▶ [Job]
Print everything from "Thematic findings Findings" down to "emotions; Countercultural phenomena." in the findings passage below, word for word.

▶ [Excerpt to read]
● ● ●

Findings Descriptive Findings To provide a clear framework, the descriptive reporting of the 93 identified articles has been organized in two sections: First - Publication activity: A total of 21 journals published on NCBR with 6 journals issuing 72% of the retrieved articles. In particular, the Journal of Business Research shows the highest number of publications (29%), followed by the Journal of Consumer Behaviour & the Journal of Consumer Psychology (11% each) and the Journal of Consumer Research (7%). Furthermore, contributions to the field were included in a special issue of the Journal of Consumer Research, which focused on anti-consumption (2009). More deeply, the special issues provided 18% articles that highly contributed to the advancement of academics’ knowledge on anti-consumption and NCBR. Additionally, a total of 82% of the articles were published between 2009 and 2014. In particular, 2009 shows the highest number of articles (23%) followed by the year of 2013 with 16% of the articles.

Second - Academic contributions: A total of 158 authors contributed to the field, with 14% of them publishing, conjunctly or separately, more than one article. There are no particular authors that have extensively written on NCBR. In particular, six authors (Lee, Conroy, Motion, Kozinets, Romani, Gregoire) published more than three articles as main or coauthors. Only a small margin of the articles was published by only one author (16%), followed by articles with 2 authors (43%) and 3 or more authors published 41% of the total articles. Regarding country of origin, 46% of the articles have only authors from the USA, followed by 9% with authors only from Australia, 7% of the articles were published only by UK authors and 6% from Canada. Concerning cross-cultural publications (i.e., articles with authors from more than one country) it represents 25% of the total articles. Wherein, 95% (USA-55%; New Zealand-27%; UK-14%) of them have at least one author from AngloSaxon countries.

Thematic findings Findings from an extensive and systematic review of the literature shown potential dimensional characteristics of NCBR that have been systematized into a preliminary model divided into four main categories: Conflict attitude; Brand-self distance; Negative perceived emotions; Countercultural phenomena.

● ● ●

▶ [Data]
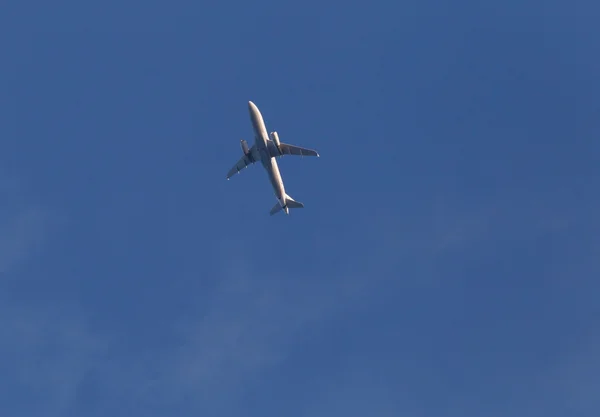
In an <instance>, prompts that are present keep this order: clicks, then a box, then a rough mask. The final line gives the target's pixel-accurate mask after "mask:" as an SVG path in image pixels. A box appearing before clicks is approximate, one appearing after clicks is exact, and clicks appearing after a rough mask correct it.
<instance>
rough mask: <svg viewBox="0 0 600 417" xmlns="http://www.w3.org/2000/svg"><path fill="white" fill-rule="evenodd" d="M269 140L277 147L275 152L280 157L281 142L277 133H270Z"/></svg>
mask: <svg viewBox="0 0 600 417" xmlns="http://www.w3.org/2000/svg"><path fill="white" fill-rule="evenodd" d="M271 140H272V141H273V143H274V144H275V146H276V147H277V150H278V151H279V155H281V142H279V135H278V134H277V132H271Z"/></svg>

● ● ●

▶ [Result]
Thematic findings Findings from an extensive and systematic review of the literature shown potential dimensional characteristics of NCBR that have been systematized into a preliminary model divided into four main categories: Conflict attitude; Brand-self distance; Negative perceived emotions; Countercultural phenomena.